** Opening SUPPLIED DATA block **

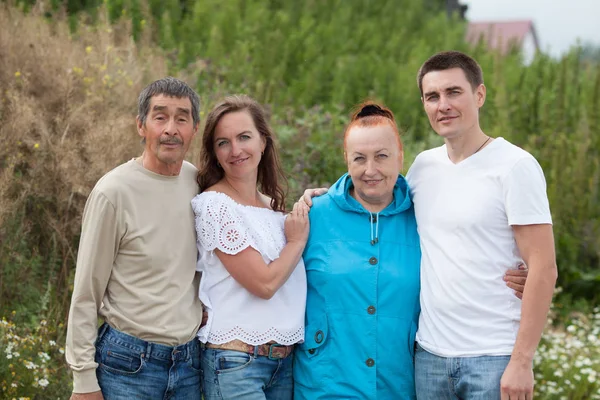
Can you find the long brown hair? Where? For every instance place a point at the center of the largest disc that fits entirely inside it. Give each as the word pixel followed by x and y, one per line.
pixel 271 179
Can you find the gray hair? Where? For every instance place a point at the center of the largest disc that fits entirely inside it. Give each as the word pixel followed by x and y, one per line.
pixel 171 87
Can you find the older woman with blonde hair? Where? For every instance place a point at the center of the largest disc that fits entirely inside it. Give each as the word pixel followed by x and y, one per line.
pixel 253 280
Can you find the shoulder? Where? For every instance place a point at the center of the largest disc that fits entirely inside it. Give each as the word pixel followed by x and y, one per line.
pixel 115 180
pixel 423 160
pixel 188 169
pixel 212 199
pixel 511 152
pixel 512 158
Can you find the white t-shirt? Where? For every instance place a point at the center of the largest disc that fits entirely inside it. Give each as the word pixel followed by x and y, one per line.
pixel 464 215
pixel 234 312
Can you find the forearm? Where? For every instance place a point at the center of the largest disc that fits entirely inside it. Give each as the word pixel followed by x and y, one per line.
pixel 279 270
pixel 95 256
pixel 537 298
pixel 80 349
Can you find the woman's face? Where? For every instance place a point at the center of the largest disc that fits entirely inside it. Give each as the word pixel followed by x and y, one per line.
pixel 238 145
pixel 374 162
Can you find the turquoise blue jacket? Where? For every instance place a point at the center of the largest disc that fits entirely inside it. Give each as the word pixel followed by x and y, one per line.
pixel 363 299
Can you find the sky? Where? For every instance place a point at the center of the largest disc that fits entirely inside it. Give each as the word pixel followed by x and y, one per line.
pixel 558 23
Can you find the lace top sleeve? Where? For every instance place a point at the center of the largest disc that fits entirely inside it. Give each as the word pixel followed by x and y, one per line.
pixel 219 224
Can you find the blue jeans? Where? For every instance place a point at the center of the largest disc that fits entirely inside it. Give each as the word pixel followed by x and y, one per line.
pixel 464 378
pixel 131 368
pixel 232 374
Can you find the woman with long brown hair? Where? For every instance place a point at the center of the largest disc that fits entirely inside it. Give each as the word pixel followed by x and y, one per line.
pixel 250 254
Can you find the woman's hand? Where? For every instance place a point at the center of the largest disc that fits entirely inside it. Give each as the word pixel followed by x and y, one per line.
pixel 296 224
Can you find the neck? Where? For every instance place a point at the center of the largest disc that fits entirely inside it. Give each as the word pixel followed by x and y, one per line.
pixel 372 207
pixel 244 191
pixel 465 145
pixel 172 169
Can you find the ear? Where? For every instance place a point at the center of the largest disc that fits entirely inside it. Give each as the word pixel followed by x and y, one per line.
pixel 263 139
pixel 140 127
pixel 480 93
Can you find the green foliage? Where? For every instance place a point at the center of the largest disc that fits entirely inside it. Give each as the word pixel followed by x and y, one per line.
pixel 567 363
pixel 31 361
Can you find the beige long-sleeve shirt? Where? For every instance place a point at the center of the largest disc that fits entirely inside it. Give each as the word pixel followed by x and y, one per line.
pixel 135 266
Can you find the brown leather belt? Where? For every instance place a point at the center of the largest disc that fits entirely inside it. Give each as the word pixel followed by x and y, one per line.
pixel 272 350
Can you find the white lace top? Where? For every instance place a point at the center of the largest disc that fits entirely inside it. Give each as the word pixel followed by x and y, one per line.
pixel 233 312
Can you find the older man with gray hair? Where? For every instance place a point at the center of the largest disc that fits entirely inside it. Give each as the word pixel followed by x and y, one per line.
pixel 136 264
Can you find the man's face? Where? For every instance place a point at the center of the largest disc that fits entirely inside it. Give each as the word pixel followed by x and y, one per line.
pixel 450 102
pixel 168 131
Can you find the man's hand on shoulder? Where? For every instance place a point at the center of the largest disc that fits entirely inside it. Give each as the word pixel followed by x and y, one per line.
pixel 517 381
pixel 310 193
pixel 87 396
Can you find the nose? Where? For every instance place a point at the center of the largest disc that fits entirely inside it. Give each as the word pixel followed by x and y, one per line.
pixel 171 127
pixel 371 169
pixel 235 148
pixel 444 104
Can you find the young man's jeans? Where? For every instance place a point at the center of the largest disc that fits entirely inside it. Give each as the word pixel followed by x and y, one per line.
pixel 130 368
pixel 464 378
pixel 230 374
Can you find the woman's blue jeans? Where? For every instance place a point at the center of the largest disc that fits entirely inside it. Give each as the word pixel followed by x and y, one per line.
pixel 229 374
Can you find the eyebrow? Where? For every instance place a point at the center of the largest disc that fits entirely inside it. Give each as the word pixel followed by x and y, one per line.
pixel 362 154
pixel 241 133
pixel 180 110
pixel 448 89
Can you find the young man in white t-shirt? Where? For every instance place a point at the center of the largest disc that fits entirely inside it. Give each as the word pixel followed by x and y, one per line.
pixel 481 206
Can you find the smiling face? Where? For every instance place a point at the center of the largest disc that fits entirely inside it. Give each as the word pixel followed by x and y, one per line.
pixel 374 162
pixel 238 145
pixel 168 133
pixel 450 102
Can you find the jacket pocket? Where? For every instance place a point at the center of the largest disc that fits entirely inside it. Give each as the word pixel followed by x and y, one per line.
pixel 315 336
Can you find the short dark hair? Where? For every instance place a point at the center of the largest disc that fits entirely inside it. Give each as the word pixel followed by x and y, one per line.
pixel 452 59
pixel 271 178
pixel 171 87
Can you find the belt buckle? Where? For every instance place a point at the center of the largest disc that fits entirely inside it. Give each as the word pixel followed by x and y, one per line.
pixel 271 346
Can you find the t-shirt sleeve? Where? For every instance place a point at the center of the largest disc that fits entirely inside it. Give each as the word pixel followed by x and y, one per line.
pixel 525 195
pixel 220 225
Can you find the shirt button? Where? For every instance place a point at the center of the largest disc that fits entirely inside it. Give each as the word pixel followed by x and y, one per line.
pixel 319 337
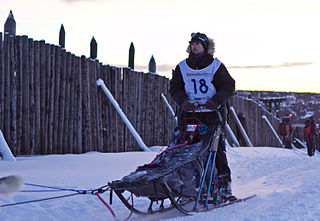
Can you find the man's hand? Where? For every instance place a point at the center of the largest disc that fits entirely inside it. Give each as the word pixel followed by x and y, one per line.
pixel 187 106
pixel 212 105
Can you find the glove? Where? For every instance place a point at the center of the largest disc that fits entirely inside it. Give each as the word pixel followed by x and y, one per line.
pixel 187 106
pixel 212 105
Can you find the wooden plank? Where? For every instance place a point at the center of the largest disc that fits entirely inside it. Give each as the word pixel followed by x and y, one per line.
pixel 26 143
pixel 43 101
pixel 93 103
pixel 51 99
pixel 99 116
pixel 13 97
pixel 67 115
pixel 119 123
pixel 6 86
pixel 77 110
pixel 62 98
pixel 19 71
pixel 85 87
pixel 110 128
pixel 31 95
pixel 125 105
pixel 37 92
pixel 1 82
pixel 56 92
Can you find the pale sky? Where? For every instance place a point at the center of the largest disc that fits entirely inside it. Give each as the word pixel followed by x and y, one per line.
pixel 265 44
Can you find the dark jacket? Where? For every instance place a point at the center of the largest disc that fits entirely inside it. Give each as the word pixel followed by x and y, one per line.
pixel 223 82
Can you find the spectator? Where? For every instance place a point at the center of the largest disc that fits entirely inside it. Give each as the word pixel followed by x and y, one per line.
pixel 310 135
pixel 286 129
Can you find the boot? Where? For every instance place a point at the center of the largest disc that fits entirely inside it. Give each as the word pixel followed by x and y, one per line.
pixel 225 188
pixel 228 193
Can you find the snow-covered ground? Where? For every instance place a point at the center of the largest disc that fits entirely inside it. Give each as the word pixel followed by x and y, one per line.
pixel 287 184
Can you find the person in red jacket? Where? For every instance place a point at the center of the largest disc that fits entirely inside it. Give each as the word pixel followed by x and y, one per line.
pixel 310 135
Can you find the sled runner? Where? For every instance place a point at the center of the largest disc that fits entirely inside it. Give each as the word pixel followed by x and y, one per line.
pixel 183 174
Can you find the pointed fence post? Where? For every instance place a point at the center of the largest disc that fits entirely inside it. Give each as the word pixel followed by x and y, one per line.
pixel 131 56
pixel 152 65
pixel 93 48
pixel 272 130
pixel 10 25
pixel 242 130
pixel 62 36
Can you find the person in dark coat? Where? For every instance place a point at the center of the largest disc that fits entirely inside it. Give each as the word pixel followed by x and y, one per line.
pixel 200 85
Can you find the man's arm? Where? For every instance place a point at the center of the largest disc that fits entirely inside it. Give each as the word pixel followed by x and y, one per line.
pixel 224 84
pixel 177 87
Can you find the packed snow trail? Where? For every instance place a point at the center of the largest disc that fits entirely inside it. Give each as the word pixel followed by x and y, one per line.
pixel 287 184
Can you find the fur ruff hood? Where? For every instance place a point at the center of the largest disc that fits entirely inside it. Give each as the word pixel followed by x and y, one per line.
pixel 211 47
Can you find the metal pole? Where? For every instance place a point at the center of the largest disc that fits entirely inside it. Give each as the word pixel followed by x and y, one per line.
pixel 272 130
pixel 169 107
pixel 243 132
pixel 122 115
pixel 233 137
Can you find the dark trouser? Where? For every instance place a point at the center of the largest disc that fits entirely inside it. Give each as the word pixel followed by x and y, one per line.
pixel 210 119
pixel 222 161
pixel 311 145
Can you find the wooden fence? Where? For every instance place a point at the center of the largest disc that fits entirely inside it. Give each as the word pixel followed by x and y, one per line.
pixel 50 104
pixel 258 131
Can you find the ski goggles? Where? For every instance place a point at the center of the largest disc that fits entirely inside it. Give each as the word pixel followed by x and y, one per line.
pixel 198 37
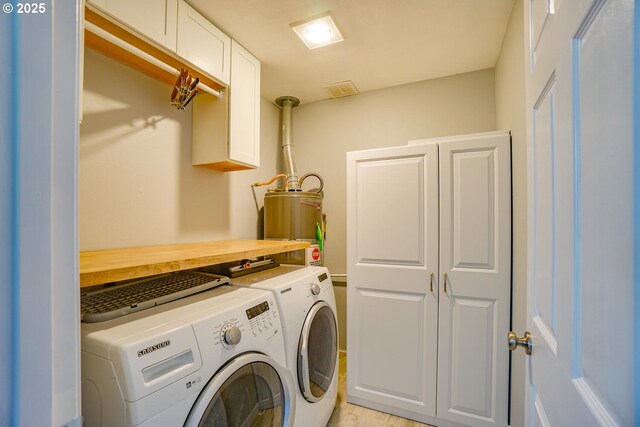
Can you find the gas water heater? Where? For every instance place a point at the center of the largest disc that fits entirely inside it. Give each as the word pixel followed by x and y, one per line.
pixel 289 212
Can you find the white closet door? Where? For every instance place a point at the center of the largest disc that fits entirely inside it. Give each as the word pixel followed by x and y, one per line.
pixel 475 255
pixel 392 223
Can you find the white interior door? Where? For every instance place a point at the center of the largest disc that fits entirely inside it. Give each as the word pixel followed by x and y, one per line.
pixel 392 223
pixel 475 279
pixel 580 86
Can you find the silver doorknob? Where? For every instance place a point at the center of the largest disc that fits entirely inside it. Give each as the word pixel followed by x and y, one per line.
pixel 524 342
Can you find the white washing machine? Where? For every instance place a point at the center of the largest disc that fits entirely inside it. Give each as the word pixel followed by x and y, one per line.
pixel 308 309
pixel 212 359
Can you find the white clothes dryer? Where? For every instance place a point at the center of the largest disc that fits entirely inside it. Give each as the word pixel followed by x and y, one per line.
pixel 211 359
pixel 307 305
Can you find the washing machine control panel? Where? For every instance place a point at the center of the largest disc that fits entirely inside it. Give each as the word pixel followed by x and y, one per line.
pixel 316 287
pixel 261 316
pixel 230 335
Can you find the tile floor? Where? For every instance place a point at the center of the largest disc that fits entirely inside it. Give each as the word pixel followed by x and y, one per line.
pixel 348 415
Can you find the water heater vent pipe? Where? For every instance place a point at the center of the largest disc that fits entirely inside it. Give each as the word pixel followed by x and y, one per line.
pixel 287 103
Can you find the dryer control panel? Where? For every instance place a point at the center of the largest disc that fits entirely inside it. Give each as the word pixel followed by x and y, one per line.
pixel 262 316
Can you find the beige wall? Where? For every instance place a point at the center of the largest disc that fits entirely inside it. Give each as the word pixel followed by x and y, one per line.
pixel 324 131
pixel 510 114
pixel 137 185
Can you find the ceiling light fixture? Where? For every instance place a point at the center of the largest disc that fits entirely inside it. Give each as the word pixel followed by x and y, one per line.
pixel 317 31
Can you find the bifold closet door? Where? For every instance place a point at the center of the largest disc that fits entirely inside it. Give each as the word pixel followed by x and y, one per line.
pixel 475 256
pixel 392 226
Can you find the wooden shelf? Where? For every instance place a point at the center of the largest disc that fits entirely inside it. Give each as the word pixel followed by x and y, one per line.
pixel 104 266
pixel 107 48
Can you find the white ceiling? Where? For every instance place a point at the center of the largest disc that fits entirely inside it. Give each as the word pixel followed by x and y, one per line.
pixel 387 42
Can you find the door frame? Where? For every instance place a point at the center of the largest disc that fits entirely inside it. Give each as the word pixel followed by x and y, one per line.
pixel 39 112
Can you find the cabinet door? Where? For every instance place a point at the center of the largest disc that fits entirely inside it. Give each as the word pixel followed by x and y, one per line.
pixel 392 249
pixel 244 100
pixel 202 44
pixel 156 19
pixel 475 254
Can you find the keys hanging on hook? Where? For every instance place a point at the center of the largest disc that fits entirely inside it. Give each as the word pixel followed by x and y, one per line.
pixel 184 90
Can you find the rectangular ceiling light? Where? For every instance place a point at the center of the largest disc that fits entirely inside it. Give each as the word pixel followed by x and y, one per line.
pixel 317 31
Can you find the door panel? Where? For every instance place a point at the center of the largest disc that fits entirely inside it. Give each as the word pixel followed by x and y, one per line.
pixel 581 186
pixel 472 322
pixel 402 231
pixel 392 223
pixel 401 377
pixel 475 213
pixel 544 243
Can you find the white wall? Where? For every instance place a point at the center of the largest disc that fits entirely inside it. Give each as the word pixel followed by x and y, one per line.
pixel 324 131
pixel 137 185
pixel 510 114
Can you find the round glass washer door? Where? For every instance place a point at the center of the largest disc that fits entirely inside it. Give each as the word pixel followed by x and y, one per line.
pixel 250 390
pixel 317 352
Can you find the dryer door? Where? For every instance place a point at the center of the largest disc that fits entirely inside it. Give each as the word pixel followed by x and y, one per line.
pixel 250 390
pixel 317 352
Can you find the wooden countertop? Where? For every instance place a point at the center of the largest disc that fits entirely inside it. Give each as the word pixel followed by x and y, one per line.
pixel 104 266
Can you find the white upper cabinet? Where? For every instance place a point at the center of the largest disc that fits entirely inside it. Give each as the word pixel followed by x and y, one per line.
pixel 202 44
pixel 226 132
pixel 244 114
pixel 155 19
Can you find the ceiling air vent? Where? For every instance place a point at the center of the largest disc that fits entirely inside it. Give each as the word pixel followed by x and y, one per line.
pixel 342 89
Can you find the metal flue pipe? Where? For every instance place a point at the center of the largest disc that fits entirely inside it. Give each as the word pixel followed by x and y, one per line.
pixel 287 103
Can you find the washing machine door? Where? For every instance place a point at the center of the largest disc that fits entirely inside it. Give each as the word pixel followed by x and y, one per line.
pixel 250 390
pixel 317 352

** Closing SUPPLIED DATA block **

§ **WHAT YOU HAVE TO DO**
The required answer is the line with "Can you find the washing machine door?" plus every line after it to the end of the entries above, transcribed exactly.

§ **RESPONSE TO THE TASK**
Can you find the washing machine door? Where? For every instance place a point at the center of the largest disc that fits entirely inside it. Give each as the word pixel followed by x and y, one per line.
pixel 250 390
pixel 317 352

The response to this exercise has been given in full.